Concurrent parametrization against static and kinetic information leads to more robust coarse-grained force fields

TL;DR

This paper demonstrates that incorporating kinetic information into the parametrization of coarse-grained force fields enhances their ability to accurately reproduce both static and dynamic properties of molecular systems, especially for helix-coil transitions.

Contribution

The study introduces a simple approach to improve CG force fields by adjusting parameters based on kinetic data, leading to more consistent timescales and free-energy profiles.

Findings

Kinetic-informed parametrization improves timescale separation.

Enhanced ratio of mean-first-passage times between states.

Better modeling of helix-coil transition dynamics.

Abstract

The parametrization of coarse-grained (CG) simulation models for molecular systems often aims at reproducing static properties alone. The reduced molecular friction of the CG representation usually results in faster, albeit inconsistent, dynamics. In this work, we rely on Markov state models to simultaneously characterize the static and kinetic properties of two CG peptide force fields---one top-down and one bottom-up. Instead of a rigorous evolution of CG dynamics (e.g., using a generalized Langevin equation), we attempt to improve the description of kinetics by simply altering the existing CG models, which employ standard Langevin dynamics. By varying masses and relevant force-field parameters, we can improve the timescale separation of the slow kinetic processes, achieve a more consistent ratio of mean-first-passage times between metastable states, and refine the relative free-energies between these states. Importantly, we show that the incorporation of kinetic information into a structure-based parametrization improves the description of the helix-coil transition sampled by a minimal CG model. While structure-based models understabilize the helical state, kinetic constraints help identify CG models that improve the ratio of forward/backward timescales by effectively hindering the sampling of spurious conformational intermediate states.

* [The data]
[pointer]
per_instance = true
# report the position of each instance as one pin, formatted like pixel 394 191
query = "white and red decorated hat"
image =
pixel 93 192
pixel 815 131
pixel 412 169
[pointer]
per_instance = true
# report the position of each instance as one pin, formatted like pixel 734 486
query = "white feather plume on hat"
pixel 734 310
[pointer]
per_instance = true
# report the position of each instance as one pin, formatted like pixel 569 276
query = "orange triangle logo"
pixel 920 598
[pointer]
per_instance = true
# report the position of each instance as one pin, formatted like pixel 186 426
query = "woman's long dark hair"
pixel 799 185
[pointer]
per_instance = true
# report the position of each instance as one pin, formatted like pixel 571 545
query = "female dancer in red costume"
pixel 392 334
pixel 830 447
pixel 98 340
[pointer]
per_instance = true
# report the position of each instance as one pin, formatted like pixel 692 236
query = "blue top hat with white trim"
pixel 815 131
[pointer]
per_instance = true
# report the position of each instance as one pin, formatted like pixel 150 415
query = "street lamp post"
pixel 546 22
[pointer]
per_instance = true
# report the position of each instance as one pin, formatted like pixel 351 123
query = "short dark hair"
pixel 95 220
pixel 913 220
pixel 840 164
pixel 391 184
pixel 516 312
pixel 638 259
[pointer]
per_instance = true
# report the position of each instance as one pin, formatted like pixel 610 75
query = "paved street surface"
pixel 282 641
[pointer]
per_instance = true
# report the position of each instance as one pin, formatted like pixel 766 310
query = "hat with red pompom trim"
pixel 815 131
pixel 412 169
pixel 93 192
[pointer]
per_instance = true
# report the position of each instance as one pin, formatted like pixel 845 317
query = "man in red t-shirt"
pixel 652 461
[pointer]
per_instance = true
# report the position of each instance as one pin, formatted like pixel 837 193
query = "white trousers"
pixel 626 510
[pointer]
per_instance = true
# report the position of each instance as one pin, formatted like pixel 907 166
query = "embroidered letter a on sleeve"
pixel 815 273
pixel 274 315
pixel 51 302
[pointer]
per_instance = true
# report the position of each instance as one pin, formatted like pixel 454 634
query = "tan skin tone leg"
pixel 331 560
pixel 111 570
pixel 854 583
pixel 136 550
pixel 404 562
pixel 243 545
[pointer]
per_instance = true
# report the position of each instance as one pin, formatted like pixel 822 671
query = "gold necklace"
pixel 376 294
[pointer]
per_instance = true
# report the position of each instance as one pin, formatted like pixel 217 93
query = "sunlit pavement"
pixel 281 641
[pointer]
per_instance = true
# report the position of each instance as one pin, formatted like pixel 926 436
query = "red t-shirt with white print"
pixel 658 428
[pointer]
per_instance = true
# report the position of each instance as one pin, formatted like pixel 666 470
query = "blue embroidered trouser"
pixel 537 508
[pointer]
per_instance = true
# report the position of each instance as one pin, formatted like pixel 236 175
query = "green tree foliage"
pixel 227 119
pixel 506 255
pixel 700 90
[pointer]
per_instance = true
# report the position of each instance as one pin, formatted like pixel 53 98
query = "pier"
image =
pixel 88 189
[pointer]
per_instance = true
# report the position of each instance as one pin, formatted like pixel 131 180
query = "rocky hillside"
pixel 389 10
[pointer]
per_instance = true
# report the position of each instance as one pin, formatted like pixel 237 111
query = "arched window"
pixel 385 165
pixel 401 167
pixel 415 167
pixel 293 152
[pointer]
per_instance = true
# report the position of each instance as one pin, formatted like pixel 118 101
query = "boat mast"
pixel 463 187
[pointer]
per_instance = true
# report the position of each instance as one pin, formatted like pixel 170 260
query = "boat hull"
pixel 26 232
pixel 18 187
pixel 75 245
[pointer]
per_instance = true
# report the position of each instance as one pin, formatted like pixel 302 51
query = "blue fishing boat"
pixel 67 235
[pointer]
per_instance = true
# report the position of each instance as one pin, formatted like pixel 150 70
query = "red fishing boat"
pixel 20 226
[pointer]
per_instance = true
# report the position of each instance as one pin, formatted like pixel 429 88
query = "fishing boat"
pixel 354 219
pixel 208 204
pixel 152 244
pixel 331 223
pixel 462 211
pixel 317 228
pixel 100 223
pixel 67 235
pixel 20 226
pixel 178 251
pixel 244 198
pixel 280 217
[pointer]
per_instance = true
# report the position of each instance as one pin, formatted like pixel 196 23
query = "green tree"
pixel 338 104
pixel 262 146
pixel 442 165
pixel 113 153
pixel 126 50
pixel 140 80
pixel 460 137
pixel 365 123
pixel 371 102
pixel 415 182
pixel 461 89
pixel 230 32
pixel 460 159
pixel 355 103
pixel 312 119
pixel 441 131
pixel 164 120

* [Directions for this task] Reproduce the coarse-grained force field paper summary word for word, from its title through the end of the abstract, without the listing.

* [Answer space]
Concurrent parametrization against static and kinetic information leads to more robust coarse-grained force fields

TL;DR

This paper demonstrates that incorporating kinetic information into the parametrization of coarse-grained force fields enhances their ability to accurately reproduce both static and dynamic properties of molecular systems, especially for helix-coil transitions.

Contribution

The study introduces a simple approach to improve CG force fields by adjusting parameters based on kinetic data, leading to more consistent timescales and free-energy profiles.

Findings

Kinetic-informed parametrization improves timescale separation.

Enhanced ratio of mean-first-passage times between states.

Better modeling of helix-coil transition dynamics.

Abstract

The parametrization of coarse-grained (CG) simulation models for molecular systems often aims at reproducing static properties alone. The reduced molecular friction of the CG representation usually results in faster, albeit inconsistent, dynamics. In this work, we rely on Markov state models to simultaneously characterize the static and kinetic properties of two CG peptide force fields---one top-down and one bottom-up. Instead of a rigorous evolution of CG dynamics (e.g., using a generalized Langevin equation), we attempt to improve the description of kinetics by simply altering the existing CG models, which employ standard Langevin dynamics. By varying masses and relevant force-field parameters, we can improve the timescale separation of the slow kinetic processes, achieve a more consistent ratio of mean-first-passage times between metastable states, and refine the relative free-energies between these states. Importantly, we show that the incorporation of kinetic information into a structure-based parametrization improves the description of the helix-coil transition sampled by a minimal CG model. While structure-based models understabilize the helical state, kinetic constraints help identify CG models that improve the ratio of forward/backward timescales by effectively hindering the sampling of spurious conformational intermediate states.